(Stored data)
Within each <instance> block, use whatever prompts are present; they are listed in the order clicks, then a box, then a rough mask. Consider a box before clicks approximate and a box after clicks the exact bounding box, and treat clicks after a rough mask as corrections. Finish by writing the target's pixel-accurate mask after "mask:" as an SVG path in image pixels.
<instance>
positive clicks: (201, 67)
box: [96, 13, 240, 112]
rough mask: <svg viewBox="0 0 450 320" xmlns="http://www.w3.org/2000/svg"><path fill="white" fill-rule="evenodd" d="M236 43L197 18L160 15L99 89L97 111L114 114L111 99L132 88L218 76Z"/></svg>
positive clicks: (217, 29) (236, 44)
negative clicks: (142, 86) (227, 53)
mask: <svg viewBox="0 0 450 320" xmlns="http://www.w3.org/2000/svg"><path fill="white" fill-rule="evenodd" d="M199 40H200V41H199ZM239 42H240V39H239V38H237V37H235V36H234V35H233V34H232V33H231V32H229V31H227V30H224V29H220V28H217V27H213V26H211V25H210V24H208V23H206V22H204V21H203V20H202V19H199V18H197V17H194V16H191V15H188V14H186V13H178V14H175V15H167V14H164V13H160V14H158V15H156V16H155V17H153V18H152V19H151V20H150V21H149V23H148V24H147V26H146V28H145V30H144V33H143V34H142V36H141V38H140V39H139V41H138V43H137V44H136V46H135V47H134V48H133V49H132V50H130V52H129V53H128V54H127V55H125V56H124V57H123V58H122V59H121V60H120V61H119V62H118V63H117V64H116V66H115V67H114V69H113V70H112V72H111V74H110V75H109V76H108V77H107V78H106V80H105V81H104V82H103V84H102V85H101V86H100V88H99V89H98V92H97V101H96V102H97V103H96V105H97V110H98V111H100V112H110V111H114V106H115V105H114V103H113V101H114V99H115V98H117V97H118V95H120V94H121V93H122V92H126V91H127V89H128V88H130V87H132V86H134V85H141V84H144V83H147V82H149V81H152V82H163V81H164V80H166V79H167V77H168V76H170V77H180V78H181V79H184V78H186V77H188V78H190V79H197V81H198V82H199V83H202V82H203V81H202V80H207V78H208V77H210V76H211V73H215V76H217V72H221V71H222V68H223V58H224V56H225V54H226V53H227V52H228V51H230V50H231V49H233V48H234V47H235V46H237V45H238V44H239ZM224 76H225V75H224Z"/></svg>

...

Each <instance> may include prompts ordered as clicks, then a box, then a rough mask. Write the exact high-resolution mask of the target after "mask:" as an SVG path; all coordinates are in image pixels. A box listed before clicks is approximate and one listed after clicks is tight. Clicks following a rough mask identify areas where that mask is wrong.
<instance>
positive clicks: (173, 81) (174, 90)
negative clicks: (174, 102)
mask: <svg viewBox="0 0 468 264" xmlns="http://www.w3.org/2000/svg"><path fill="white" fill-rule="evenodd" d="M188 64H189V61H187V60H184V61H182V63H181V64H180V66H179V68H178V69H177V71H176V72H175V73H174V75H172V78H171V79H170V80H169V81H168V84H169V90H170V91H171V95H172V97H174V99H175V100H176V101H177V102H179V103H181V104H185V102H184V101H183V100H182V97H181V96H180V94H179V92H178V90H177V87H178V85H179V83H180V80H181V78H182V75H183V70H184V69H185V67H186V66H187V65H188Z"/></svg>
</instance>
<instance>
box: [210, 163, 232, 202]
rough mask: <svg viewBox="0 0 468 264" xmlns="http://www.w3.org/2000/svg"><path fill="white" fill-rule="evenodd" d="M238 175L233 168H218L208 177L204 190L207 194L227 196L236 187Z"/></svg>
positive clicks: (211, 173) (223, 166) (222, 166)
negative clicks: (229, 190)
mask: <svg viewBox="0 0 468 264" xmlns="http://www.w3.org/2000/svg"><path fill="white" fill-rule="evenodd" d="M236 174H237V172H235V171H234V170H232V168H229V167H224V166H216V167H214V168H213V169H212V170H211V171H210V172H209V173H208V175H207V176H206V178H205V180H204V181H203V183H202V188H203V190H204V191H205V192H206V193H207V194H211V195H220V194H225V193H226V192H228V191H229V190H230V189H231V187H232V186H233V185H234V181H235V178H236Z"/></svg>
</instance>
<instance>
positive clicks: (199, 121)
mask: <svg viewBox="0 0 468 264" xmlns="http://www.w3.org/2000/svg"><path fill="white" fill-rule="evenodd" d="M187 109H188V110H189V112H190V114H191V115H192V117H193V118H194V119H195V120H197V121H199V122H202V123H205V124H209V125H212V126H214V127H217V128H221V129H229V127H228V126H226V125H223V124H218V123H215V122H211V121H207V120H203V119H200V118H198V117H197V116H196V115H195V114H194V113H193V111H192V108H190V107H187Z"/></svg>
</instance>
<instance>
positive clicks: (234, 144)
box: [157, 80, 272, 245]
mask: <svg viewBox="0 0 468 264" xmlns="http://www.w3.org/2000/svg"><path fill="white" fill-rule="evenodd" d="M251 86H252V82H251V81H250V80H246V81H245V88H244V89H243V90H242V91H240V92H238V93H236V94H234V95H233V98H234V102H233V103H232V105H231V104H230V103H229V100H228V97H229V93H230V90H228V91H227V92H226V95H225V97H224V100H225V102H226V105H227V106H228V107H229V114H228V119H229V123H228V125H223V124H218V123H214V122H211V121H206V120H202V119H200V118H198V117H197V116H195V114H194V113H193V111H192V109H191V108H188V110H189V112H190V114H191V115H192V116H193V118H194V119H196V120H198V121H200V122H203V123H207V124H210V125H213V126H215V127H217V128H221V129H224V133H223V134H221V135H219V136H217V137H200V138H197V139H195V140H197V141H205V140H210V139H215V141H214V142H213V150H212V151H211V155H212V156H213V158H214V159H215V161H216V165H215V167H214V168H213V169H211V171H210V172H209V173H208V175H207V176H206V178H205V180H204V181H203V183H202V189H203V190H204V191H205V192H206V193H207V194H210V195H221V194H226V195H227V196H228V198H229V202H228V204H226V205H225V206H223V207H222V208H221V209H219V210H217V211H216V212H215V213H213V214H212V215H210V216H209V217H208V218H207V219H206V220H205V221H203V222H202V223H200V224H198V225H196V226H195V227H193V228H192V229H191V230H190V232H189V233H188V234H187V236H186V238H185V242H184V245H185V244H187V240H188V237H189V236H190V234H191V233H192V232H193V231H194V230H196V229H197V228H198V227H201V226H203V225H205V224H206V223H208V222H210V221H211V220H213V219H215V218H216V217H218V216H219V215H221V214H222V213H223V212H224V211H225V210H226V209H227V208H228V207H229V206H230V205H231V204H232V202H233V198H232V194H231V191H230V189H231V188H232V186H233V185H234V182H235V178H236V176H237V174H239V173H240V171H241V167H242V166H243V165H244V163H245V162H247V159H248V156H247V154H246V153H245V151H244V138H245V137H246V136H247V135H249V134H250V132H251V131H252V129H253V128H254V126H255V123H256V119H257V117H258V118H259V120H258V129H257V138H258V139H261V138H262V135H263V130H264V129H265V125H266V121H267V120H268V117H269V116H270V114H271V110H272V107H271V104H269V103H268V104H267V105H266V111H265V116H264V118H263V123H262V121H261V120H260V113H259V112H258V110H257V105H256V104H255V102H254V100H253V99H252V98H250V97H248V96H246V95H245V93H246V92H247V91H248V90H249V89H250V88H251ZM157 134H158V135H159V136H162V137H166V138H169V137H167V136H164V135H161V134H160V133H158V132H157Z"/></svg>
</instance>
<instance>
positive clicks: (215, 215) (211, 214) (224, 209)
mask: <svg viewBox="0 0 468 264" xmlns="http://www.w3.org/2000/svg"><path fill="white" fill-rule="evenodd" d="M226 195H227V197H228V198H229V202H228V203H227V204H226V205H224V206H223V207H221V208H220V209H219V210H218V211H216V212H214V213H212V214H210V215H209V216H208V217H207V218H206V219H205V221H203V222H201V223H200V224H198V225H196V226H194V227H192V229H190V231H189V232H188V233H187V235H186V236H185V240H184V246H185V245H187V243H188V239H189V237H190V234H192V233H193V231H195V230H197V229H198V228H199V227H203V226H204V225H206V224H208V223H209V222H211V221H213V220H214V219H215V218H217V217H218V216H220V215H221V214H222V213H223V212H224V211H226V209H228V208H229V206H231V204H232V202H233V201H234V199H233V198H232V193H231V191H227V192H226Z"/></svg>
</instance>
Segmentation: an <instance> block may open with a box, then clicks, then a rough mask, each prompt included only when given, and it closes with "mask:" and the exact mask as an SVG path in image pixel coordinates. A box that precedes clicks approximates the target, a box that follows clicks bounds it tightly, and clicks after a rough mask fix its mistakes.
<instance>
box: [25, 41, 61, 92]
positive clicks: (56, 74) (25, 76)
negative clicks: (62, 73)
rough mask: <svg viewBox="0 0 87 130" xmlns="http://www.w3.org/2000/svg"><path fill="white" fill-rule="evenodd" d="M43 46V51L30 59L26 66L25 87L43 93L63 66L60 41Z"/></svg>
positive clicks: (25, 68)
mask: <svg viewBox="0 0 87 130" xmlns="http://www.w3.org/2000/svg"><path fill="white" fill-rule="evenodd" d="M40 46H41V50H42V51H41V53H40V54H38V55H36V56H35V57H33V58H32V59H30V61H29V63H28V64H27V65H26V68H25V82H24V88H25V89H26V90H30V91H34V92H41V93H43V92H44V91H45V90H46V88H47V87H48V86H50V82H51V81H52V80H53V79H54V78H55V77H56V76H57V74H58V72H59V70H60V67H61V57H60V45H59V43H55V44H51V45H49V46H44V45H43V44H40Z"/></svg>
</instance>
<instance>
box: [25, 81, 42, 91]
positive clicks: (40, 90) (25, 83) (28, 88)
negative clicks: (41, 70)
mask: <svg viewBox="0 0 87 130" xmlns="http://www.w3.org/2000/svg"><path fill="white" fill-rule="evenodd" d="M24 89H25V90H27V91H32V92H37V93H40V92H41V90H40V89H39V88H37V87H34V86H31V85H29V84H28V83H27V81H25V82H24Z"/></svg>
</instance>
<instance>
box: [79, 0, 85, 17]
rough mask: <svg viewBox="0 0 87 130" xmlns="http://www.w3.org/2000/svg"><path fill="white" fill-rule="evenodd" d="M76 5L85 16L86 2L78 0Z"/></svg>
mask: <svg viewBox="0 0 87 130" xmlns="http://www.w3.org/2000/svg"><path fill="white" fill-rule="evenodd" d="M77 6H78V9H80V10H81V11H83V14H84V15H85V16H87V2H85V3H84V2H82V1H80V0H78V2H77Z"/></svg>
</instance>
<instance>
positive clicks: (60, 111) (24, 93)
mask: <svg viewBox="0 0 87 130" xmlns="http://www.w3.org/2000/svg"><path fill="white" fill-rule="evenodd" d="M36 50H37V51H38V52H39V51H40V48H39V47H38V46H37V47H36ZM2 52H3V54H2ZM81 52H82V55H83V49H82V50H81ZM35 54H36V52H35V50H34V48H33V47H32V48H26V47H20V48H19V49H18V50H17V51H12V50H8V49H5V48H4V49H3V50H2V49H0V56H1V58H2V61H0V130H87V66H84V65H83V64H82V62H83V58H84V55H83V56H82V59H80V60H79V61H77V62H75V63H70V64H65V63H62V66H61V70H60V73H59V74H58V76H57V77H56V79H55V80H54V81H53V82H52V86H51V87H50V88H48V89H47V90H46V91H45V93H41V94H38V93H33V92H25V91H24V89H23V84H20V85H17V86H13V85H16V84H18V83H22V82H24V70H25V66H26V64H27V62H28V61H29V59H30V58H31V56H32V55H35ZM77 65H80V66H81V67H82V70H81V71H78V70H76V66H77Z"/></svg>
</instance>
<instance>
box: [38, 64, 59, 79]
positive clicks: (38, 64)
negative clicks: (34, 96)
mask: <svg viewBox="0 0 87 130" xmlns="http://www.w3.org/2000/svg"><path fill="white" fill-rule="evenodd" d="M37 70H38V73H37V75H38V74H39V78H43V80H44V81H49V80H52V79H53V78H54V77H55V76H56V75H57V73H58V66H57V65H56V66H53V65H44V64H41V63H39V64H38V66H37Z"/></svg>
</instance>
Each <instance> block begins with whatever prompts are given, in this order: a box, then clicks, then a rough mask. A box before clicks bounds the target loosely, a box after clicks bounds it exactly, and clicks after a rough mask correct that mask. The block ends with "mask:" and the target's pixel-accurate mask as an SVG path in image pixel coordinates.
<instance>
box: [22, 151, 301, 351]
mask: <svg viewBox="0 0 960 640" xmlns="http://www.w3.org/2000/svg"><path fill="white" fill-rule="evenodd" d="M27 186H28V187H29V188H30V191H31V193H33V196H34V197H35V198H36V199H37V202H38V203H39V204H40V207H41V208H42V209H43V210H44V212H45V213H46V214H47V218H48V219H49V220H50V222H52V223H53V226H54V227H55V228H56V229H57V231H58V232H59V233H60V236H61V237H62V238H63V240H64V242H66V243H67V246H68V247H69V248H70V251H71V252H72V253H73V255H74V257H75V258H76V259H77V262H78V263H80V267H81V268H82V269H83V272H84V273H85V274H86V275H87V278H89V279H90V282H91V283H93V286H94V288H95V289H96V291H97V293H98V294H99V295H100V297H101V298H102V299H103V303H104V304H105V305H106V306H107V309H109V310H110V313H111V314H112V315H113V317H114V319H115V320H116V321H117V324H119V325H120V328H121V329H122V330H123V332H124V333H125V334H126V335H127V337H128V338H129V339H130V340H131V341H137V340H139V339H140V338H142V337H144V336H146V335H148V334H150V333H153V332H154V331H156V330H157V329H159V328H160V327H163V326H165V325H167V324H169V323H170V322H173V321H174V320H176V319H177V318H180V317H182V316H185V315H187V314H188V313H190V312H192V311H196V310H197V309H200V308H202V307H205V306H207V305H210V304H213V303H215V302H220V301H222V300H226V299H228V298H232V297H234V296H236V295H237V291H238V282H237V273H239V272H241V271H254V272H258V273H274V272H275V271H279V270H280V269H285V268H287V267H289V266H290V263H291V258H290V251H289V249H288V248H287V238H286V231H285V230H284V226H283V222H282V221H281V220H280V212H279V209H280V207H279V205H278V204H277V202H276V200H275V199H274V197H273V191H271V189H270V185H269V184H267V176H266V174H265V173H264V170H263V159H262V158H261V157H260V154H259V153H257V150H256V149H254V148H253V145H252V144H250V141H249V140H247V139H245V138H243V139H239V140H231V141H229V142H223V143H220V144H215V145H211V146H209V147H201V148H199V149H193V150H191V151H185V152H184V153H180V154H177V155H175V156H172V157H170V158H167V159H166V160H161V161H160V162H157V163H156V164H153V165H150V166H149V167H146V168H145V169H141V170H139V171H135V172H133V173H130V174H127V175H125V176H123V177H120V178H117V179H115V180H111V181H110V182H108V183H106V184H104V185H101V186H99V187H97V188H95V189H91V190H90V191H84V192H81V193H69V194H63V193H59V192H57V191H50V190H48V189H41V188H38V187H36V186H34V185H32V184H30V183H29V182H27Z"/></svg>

PROBLEM:
List each line of the records that contains the word "negative", copying every such line in full.

ANSWER SPACE:
negative clicks: (142, 86) (227, 53)
negative clicks: (174, 102)
negative clicks: (229, 190)
negative clicks: (62, 73)
negative clicks: (41, 70)
negative clicks: (34, 96)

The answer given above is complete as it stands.